Assignment: Print the listing again exactly, leaving nothing out.

Exercise material:
★ ★ ★ ★
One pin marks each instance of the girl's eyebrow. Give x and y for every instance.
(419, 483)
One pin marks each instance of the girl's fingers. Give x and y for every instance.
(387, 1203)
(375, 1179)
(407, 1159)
★ ★ ★ ★
Output of the task:
One pin marks each instance of the girl's eyebrow. Give x and y for every instance.
(419, 483)
One pin marks each instance of the girl's fingers. Give x and y for every instance.
(387, 1203)
(375, 1179)
(407, 1159)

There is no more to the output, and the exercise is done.